Task goal
Update the records by replacing each occurrence of "expected layout" with "required format" and leaving all other text unchanged.

Dataset
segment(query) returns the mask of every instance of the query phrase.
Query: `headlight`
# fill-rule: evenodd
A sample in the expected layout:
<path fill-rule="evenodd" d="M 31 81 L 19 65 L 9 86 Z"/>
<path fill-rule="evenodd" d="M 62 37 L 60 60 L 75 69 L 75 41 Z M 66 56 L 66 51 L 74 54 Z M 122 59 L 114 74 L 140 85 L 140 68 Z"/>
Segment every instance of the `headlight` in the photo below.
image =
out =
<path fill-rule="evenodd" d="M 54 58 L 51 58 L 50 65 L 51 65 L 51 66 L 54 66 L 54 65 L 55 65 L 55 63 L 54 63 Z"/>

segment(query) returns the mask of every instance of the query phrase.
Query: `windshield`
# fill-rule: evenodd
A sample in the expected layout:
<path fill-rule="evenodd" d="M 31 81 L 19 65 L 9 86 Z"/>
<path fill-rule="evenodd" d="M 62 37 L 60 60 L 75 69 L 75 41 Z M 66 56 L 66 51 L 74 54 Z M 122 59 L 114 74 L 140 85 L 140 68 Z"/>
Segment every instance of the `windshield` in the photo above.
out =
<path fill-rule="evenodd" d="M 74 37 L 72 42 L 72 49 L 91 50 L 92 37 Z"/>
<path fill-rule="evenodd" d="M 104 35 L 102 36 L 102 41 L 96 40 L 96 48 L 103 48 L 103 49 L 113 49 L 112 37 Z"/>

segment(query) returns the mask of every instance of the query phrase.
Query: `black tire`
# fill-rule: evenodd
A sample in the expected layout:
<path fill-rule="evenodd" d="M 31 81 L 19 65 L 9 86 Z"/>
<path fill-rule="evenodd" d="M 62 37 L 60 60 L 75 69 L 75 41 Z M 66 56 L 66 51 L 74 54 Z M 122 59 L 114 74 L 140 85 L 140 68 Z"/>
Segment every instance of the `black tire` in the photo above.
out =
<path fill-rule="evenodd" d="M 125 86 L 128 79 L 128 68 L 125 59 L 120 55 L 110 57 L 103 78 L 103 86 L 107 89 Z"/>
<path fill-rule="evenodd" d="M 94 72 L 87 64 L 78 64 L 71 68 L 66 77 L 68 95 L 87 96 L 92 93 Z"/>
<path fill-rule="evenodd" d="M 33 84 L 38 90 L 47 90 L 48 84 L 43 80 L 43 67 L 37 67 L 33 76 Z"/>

Right answer
segment(query) returns the mask of every instance of the query phrase.
Query: `headlight`
# fill-rule: evenodd
A sample in the required format:
<path fill-rule="evenodd" d="M 31 81 L 19 65 L 9 86 Z"/>
<path fill-rule="evenodd" d="M 62 37 L 60 60 L 75 69 L 75 41 Z M 66 56 L 66 51 L 74 54 Z M 122 59 L 114 74 L 140 85 L 140 68 Z"/>
Segment every instance of the `headlight` in the photo below.
image =
out =
<path fill-rule="evenodd" d="M 54 58 L 51 58 L 50 65 L 51 65 L 51 66 L 54 66 L 54 65 L 55 65 L 55 63 L 54 63 Z"/>

segment(query) returns the mask of every instance of the query phrase.
Query: `windshield`
# fill-rule: evenodd
A sample in the required format:
<path fill-rule="evenodd" d="M 31 81 L 19 65 L 9 86 Z"/>
<path fill-rule="evenodd" d="M 62 37 L 60 60 L 75 69 L 75 41 Z M 66 56 L 66 51 L 74 54 Z M 122 59 L 114 74 L 140 85 L 140 68 Z"/>
Segment every instance of the `windshield` in the photo above.
out =
<path fill-rule="evenodd" d="M 74 37 L 72 42 L 72 49 L 91 50 L 92 37 Z"/>
<path fill-rule="evenodd" d="M 104 35 L 102 36 L 102 41 L 96 40 L 96 48 L 103 48 L 103 49 L 113 49 L 112 37 Z"/>

segment(query) returns the mask of every instance of the query phrase.
Query: `black tire`
# fill-rule: evenodd
A sample in the required format:
<path fill-rule="evenodd" d="M 31 81 L 19 65 L 9 86 Z"/>
<path fill-rule="evenodd" d="M 62 37 L 60 60 L 75 69 L 75 41 Z M 66 56 L 66 51 L 74 54 Z M 122 59 L 114 74 L 140 85 L 140 68 Z"/>
Segment every instance of the `black tire` in the photo above.
out =
<path fill-rule="evenodd" d="M 125 86 L 128 79 L 128 68 L 125 59 L 120 55 L 110 57 L 103 78 L 103 86 L 107 89 Z"/>
<path fill-rule="evenodd" d="M 94 72 L 87 64 L 78 64 L 71 68 L 66 77 L 68 95 L 87 96 L 92 93 Z"/>
<path fill-rule="evenodd" d="M 33 84 L 38 90 L 47 90 L 48 84 L 43 80 L 43 67 L 37 67 L 33 76 Z"/>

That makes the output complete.